• TEXT BLOCK:
#####
A few days later I am now in Ubud, and a PADI Advanced Open Water Diver :) The diving is here is amazing! The water here is 30 degrees celsius, even at 30m depth! Compare that to 16 degrees in California, it makes diving so much more fun! For the Advanced Open Water I had to do 5 adventure dives, which included a little bit of theory but were mainly just fun. I started of with a wreck dive, in which we explored the USS Liberty which was torpedoed by the Japanese a long time ago. We saw a lot off beautiful fish, and there were all sorts of corals. The most memorable moment of that dive was seeing ‘Nemo’ – the clown fish – from Finding Nemo :) The coral that these fish live in is exactly the same as in the movie: with very squishy tendrils, seems like a nice place to live :) In addition to this dive I also did a Underwater Navigation dive, Night Dive, Deep Dive (to 30m)  and finally a dive to practice better buoyancy control.

In these dives I saw to many fish and coral types to name, but a few highlights: during the deep dive we saw the rare Eagle Ray (about 1.5-2m in width). Also we saw a lot of Bumphead fish, which are about 1m long. It was such a great experience to be at 30m depth and to look up to the surface and in the distance to see a group of these huge fish swim buy! Some other fish that we saw: scorpion fish,  stingrays, squids, octopus, cuttlefish and many others!

The place where we stayed was very nice as well (see pictures), and a stone’s throw away from the dive location. The name was Paradise Inn, which seemed very fit given the lush green plants spread throughout and the soothing quiet – which was a great relief after the noisy Kuta streets.

Part of the dive package was that they picked me up and dropped me off wherever I wanted. As I knew that a friend of a friend (Charlotte) was staying in Ubud for her thesis I asked them to drop be off there. Uud is a nice, small,but still very touristic town surrounded by rice fields (sawas). When I arrived I managed t find a very nice yet cheap place, and met up with Charlotte and a friend of hers. They introduced me to the local drink (of which I forgot the name, but its basically palm wine) and we had some good local food. We also ran into another Dutch girl who is traveling around here, so we had a small Dutch get-together :p

Later today I will be doing some exploring to really see what its like here, Ive already spent way too much time in this internet cafe..

For pictures see below:

Tulamben & Ubud
Click to view album

Bali

Saturday, May 15th, 2010

Last Friday I safely arrived in Bali after a not-so-bad flight via Hong Kong. In the past I’ve read a lot of other peple’s travels blogs so I feel I am falling into clichés, but it seems I’ve been here for ages already though its only been 48 hours!

When I arrived on Friday and finally managed to get my visa after standing in line for 1.5 hour I walked into the hot, humid Bali air. Hoping not to come over as a ‘stupid’ tourist I had prepared myself a bit in the airplane by learning the numbers from 1 to 10 and the tenfolds in Bahasa Indonesia. It seemed to have helped at least a bit because I managed to go from the starting price of 25 USD down to ‘lima puluh ribu’, which is about 5USD.
#####
• PROBLEM SET:
A. Summarize the blog post in three sentences.
B. Please copy the passage of the blog post starting at "Later today I" and ending at "been 48 hours!".
#####
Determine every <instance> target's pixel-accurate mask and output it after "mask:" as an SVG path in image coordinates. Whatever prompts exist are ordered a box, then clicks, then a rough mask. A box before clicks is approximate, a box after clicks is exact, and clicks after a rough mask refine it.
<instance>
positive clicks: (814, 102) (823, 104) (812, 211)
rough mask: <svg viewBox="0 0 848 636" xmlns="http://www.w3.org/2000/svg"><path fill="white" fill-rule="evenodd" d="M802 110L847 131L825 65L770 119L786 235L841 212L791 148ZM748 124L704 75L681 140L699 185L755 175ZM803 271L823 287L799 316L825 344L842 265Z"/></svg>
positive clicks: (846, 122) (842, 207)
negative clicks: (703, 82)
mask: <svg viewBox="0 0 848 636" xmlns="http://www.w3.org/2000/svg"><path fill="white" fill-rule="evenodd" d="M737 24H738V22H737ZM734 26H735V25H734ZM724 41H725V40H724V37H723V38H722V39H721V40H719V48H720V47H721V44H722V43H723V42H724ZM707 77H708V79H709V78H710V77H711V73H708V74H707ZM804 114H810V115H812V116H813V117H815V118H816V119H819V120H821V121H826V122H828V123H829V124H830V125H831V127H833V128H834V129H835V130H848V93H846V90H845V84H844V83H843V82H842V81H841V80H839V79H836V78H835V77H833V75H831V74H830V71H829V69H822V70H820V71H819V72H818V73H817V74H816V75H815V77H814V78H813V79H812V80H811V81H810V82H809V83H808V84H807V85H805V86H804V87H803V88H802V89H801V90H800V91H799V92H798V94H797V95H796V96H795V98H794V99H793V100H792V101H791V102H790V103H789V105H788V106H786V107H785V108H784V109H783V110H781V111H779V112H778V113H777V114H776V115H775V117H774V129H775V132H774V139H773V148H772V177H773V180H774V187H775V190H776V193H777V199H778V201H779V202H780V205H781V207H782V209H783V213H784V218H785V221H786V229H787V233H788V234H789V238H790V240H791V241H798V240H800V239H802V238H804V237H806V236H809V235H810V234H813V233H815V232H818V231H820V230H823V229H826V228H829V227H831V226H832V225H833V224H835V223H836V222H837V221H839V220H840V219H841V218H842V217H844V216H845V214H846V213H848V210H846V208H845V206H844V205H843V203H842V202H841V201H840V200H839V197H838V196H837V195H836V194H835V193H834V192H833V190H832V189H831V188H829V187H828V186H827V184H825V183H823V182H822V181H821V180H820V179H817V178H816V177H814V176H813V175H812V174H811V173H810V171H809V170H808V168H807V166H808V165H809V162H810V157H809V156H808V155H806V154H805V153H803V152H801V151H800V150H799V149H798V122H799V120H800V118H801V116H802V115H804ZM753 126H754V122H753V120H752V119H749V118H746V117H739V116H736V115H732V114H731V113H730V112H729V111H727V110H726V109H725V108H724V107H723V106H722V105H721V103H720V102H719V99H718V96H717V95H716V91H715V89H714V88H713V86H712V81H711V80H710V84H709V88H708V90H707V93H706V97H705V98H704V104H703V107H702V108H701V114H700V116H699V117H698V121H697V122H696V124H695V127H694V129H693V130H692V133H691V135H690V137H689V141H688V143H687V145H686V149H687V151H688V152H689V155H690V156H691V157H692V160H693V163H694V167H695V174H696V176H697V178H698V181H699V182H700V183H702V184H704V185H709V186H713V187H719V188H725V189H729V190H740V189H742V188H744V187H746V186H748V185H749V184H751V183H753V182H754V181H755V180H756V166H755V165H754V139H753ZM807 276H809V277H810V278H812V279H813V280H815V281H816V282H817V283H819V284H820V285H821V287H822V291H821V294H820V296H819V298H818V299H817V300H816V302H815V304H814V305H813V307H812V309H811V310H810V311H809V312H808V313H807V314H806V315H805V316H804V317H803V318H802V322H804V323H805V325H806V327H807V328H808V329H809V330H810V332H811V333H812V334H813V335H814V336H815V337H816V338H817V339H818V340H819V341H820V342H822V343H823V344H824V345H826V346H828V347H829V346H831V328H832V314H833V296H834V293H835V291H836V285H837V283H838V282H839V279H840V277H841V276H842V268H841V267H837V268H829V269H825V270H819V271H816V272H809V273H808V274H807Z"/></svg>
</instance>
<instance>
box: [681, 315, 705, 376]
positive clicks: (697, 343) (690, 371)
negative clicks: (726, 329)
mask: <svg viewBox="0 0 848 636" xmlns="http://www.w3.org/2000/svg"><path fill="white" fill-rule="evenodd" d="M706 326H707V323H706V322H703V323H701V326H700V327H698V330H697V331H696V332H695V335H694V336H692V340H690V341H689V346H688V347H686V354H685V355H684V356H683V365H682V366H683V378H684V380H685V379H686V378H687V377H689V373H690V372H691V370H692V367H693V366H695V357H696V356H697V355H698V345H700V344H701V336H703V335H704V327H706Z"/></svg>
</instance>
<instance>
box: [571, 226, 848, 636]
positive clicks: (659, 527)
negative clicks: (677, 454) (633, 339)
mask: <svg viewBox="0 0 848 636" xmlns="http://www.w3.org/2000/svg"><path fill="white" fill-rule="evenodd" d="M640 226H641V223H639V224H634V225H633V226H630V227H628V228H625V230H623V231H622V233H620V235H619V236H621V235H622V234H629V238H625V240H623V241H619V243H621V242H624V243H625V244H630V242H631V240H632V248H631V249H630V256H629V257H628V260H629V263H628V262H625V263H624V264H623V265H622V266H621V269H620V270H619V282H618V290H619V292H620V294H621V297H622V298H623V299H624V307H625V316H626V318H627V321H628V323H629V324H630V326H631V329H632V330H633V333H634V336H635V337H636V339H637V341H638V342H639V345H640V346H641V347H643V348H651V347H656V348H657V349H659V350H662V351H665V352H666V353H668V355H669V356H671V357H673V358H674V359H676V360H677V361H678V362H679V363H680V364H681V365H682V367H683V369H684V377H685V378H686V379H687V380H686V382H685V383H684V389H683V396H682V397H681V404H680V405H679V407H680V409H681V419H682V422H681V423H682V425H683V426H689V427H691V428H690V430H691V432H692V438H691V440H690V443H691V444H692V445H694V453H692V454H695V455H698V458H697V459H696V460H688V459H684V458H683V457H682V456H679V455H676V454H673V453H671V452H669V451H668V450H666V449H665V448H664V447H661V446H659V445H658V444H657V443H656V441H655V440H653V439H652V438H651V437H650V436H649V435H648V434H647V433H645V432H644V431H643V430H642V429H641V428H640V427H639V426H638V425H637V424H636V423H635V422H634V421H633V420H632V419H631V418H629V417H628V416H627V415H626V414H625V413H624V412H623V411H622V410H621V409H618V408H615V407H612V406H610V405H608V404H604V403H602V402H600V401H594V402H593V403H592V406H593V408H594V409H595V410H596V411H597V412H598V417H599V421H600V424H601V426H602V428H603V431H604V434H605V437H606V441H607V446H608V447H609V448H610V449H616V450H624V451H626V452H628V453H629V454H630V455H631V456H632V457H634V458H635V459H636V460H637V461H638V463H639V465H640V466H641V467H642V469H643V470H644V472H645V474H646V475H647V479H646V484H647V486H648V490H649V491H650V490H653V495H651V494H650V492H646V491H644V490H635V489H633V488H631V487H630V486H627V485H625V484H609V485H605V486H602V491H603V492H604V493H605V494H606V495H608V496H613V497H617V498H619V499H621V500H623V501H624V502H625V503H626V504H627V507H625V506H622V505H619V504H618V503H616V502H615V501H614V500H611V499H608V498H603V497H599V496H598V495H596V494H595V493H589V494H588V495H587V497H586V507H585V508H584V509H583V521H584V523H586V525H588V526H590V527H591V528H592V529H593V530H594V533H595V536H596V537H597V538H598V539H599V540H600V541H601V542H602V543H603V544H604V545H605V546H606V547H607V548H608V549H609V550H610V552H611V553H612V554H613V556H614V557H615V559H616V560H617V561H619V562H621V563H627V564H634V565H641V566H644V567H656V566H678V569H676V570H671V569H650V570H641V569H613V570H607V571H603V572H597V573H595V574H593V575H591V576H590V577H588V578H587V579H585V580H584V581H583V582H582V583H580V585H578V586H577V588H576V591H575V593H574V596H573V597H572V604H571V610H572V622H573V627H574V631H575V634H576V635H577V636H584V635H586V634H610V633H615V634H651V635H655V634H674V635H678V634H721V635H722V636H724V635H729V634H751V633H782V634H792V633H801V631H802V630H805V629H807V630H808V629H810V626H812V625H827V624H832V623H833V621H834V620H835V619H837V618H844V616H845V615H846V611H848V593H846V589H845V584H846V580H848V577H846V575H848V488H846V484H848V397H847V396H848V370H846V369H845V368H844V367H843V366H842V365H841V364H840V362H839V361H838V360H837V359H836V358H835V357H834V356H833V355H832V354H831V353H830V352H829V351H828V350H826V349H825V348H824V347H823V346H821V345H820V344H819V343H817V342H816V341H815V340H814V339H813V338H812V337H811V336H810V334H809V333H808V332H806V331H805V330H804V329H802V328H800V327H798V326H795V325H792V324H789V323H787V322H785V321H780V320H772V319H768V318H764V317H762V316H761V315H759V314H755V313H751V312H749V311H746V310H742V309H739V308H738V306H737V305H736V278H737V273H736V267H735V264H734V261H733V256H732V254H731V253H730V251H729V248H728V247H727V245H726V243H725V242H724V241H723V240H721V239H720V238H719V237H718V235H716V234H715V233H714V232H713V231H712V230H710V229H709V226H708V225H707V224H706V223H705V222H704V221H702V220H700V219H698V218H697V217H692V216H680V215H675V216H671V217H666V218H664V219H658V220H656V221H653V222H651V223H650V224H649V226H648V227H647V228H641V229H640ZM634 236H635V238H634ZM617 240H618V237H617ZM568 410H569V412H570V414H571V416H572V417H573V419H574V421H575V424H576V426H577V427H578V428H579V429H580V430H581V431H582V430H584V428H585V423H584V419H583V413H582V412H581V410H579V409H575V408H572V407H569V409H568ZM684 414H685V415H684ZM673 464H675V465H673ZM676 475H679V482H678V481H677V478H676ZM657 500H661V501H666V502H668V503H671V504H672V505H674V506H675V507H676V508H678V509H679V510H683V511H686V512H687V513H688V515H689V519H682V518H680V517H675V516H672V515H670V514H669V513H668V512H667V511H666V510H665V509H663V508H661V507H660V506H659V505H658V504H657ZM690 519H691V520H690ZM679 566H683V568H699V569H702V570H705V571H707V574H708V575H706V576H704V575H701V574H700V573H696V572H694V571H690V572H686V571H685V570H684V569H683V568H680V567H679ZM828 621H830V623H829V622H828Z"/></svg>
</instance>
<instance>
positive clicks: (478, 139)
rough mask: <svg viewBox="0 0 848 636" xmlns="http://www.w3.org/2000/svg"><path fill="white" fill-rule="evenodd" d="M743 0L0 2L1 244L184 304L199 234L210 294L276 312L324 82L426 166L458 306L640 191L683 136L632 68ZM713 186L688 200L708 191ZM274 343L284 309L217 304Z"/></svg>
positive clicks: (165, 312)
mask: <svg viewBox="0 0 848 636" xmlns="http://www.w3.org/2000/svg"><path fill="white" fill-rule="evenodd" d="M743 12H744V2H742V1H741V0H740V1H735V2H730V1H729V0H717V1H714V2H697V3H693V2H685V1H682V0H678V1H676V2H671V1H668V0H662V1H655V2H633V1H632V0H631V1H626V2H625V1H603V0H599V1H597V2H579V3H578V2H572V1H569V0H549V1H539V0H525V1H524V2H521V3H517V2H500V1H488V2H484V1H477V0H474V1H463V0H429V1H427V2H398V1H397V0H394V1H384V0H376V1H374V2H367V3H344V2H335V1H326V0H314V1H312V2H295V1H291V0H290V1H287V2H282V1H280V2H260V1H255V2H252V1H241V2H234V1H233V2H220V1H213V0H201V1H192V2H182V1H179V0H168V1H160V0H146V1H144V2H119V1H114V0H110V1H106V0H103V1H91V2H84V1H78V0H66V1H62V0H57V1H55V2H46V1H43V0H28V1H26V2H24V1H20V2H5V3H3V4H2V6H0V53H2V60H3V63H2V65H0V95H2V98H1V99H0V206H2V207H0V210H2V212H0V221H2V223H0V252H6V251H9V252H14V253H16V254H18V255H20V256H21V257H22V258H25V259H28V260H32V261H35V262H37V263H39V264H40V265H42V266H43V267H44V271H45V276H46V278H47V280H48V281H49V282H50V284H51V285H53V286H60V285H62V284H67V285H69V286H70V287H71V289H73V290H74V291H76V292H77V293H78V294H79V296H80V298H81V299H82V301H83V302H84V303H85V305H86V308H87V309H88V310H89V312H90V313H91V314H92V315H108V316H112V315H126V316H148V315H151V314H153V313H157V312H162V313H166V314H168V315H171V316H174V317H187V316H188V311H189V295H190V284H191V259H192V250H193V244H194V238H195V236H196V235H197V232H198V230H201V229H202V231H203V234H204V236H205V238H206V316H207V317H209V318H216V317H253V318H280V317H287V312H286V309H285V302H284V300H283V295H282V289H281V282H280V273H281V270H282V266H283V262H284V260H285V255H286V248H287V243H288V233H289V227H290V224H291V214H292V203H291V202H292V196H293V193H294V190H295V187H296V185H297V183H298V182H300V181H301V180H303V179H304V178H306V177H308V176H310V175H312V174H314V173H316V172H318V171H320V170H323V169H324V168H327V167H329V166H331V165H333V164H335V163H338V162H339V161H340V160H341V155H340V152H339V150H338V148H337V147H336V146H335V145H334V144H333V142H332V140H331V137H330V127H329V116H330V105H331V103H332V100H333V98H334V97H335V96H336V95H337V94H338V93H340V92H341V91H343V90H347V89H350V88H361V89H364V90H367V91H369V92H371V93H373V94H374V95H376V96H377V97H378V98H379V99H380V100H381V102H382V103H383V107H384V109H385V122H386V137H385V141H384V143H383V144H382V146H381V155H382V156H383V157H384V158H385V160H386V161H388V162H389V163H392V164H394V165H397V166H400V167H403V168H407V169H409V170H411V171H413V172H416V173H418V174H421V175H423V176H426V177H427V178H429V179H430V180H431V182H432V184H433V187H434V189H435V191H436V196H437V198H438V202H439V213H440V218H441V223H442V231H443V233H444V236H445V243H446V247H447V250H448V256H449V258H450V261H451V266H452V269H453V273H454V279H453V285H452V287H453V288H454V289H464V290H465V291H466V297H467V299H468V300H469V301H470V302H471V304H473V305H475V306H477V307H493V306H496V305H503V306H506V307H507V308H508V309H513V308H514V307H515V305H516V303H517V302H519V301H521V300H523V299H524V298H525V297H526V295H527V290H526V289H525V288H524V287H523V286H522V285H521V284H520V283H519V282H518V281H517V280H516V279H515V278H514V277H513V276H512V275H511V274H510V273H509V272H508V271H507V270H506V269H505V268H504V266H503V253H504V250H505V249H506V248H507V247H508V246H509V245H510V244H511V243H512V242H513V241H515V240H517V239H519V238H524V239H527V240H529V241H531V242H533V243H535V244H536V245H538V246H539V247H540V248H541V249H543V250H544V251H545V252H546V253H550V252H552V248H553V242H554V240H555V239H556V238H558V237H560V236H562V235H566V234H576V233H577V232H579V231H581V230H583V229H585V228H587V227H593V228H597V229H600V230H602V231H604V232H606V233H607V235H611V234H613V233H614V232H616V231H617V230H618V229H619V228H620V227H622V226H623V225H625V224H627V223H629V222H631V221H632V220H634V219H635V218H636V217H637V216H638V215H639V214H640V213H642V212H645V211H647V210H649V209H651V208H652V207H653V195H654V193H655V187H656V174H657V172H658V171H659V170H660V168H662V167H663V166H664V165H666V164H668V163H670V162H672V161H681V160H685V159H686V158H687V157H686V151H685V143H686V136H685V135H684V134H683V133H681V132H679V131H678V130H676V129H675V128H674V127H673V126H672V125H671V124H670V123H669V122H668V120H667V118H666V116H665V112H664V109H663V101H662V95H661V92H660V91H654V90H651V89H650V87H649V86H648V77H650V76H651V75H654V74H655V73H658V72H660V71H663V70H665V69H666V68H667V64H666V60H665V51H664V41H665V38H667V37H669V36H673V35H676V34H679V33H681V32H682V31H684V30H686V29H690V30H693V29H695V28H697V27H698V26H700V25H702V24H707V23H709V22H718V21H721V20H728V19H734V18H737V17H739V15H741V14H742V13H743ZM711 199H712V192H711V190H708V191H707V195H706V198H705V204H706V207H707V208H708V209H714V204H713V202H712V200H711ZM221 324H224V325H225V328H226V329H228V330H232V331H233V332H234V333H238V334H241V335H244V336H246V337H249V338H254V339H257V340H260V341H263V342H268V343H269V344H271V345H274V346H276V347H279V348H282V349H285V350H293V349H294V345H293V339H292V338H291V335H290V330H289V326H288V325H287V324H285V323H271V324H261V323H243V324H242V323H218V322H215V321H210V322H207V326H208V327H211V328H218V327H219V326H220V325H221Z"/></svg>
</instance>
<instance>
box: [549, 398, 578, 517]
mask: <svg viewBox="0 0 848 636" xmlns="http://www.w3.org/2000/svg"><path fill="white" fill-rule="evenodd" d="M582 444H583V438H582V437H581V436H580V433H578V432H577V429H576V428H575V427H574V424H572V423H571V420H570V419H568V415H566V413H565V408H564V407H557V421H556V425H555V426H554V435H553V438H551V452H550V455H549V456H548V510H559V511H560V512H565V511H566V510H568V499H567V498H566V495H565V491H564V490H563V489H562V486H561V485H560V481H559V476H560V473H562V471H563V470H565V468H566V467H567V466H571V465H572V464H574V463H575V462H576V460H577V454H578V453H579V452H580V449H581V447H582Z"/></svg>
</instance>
#####
• SOLUTIONS TO EACH TASK:
A. The writer became a PADI Advanced Open Water Diver after five adventure dives in 30-degree water, including a wreck dive to the USS Liberty, a night dive and a deep dive to 30m, seeing clown fish, a rare Eagle Ray, Bumphead fish and many other species. The writer stayed at the quiet Paradise Inn near the dive site and was then dropped off in Ubud, a small touristic town surrounded by rice fields, to meet Charlotte, with whom the writer shared local food and a palm-wine-like drink. An earlier entry describes arriving in Bali via Hong Kong, waiting 1.5 hours for a visa, and using numbers learned in Bahasa Indonesia to bargain a 25 USD price down to about 5 USD.

B.
Later today I will be doing some exploring to really see what its like here, Ive already spent way too much time in this internet cafe..

For pictures see below:

Tulamben & Ubud
Click to view album

Bali

Saturday, May 15th, 2010

Last Friday I safely arrived in Bali after a not-so-bad flight via Hong Kong. In the past I’ve read a lot of other peple’s travels blogs so I feel I am falling into clichés, but it seems I’ve been here for ages already though its only been 48 hours!